### [文書]

● ● ● ● ●

原審における未決勾留日数中弐百五拾日および当審における未決勾留日数中百五拾日をいずれも右本刑に算入する。

原審における訴訟費用は全部被告人の負担とする。

理由

本件控訴の趣意は弁護人横路孝弘、同黒木俊郎(主任)、同江本秀春共同提出の控訴趣意書および「控訴趣意の補充」と題する書面に各記載されたとおりであるから、ここにいずれもこれを引用し、これに対しつぎのように判断する。

控訴趣意中法令適用の誤の論旨について

論旨は、原判決は、被告人の本件所為につき刑法二〇〇条を適用しているが、同条は憲法一四条に違反する無効の規定であるから、本件についても当然刑法一九九条の通常殺人罪の規定が適用されるべきである。したがつて、原判決には、判決に影響を及ぼすことの明らかな法令適用の誤がある、というのである。よつて審按するに、刑法二〇〇条が憲法一四条に違反するものでないことは、すでに最高裁判所大法廷の判例とするところであり、当裁判所もこれに従うのを相当と認めるから、本件につき刑法一九九条でなく、同法二〇〇条を適用した原判決の適条は相当であつて違法はない。所論は独自の見解であつて、とるを得ず、論旨は理由がない。

● ● ● ● ●

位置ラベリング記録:

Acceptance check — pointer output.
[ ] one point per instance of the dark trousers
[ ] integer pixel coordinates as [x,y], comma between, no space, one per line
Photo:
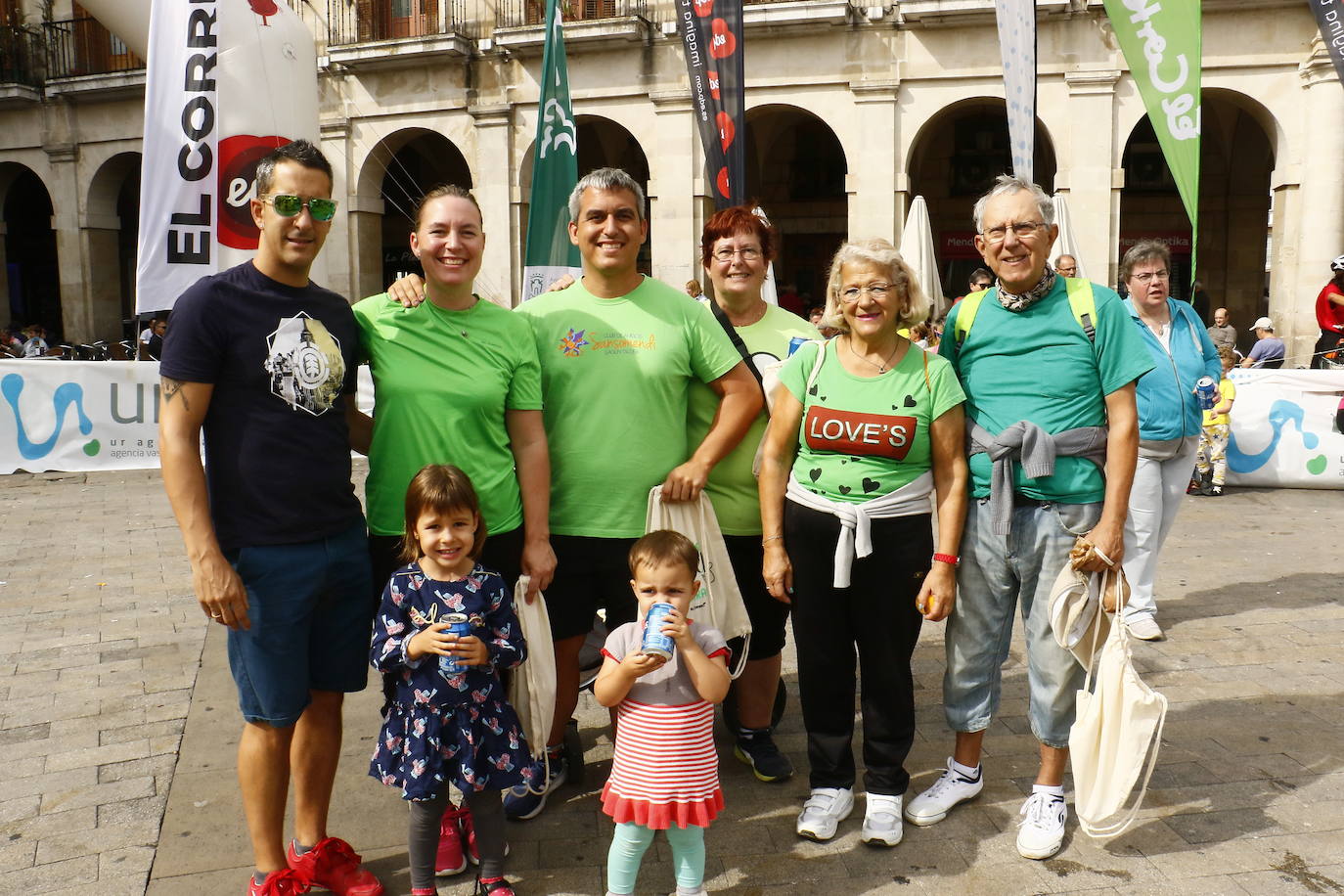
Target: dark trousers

● ● ● ● ●

### [設問]
1. 判決文について、次の問いに答えよ。
(a) 当審における未決勾留日数のうち、本刑に算入されるのは何日か。
(b) 原審における訴訟費用は、誰がどれだけ負担するとされているか。
(c) 控訴趣意書を共同提出した弁護人のうち、主任とされているのは誰か。
2. 判決文のうち「原審における未決勾留日数中弐」から「るを得ず、論旨は理由がない。」までを、両端を含めてそのまま書き写してください。
一覧はこの作業とは関係ない。

### [解答例]
1.
(a) 百五拾日
(b) 全部被告人の負担
(c) 黒木俊郎

2.
原審における未決勾留日数中弐百五拾日および当審における未決勾留日数中百五拾日をいずれも右本刑に算入する。

原審における訴訟費用は全部被告人の負担とする。

理由

本件控訴の趣意は弁護人横路孝弘、同黒木俊郎(主任)、同江本秀春共同提出の控訴趣意書および「控訴趣意の補充」と題する書面に各記載されたとおりであるから、ここにいずれもこれを引用し、これに対しつぎのように判断する。

控訴趣意中法令適用の誤の論旨について

論旨は、原判決は、被告人の本件所為につき刑法二〇〇条を適用しているが、同条は憲法一四条に違反する無効の規定であるから、本件についても当然刑法一九九条の通常殺人罪の規定が適用されるべきである。したがつて、原判決には、判決に影響を及ぼすことの明らかな法令適用の誤がある、というのである。よつて審按するに、刑法二〇〇条が憲法一四条に違反するものでないことは、すでに最高裁判所大法廷の判例とするところであり、当裁判所もこれに従うのを相当と認めるから、本件につき刑法一九九条でなく、同法二〇〇条を適用した原判決の適条は相当であつて違法はない。所論は独自の見解であつて、とるを得ず、論旨は理由がない。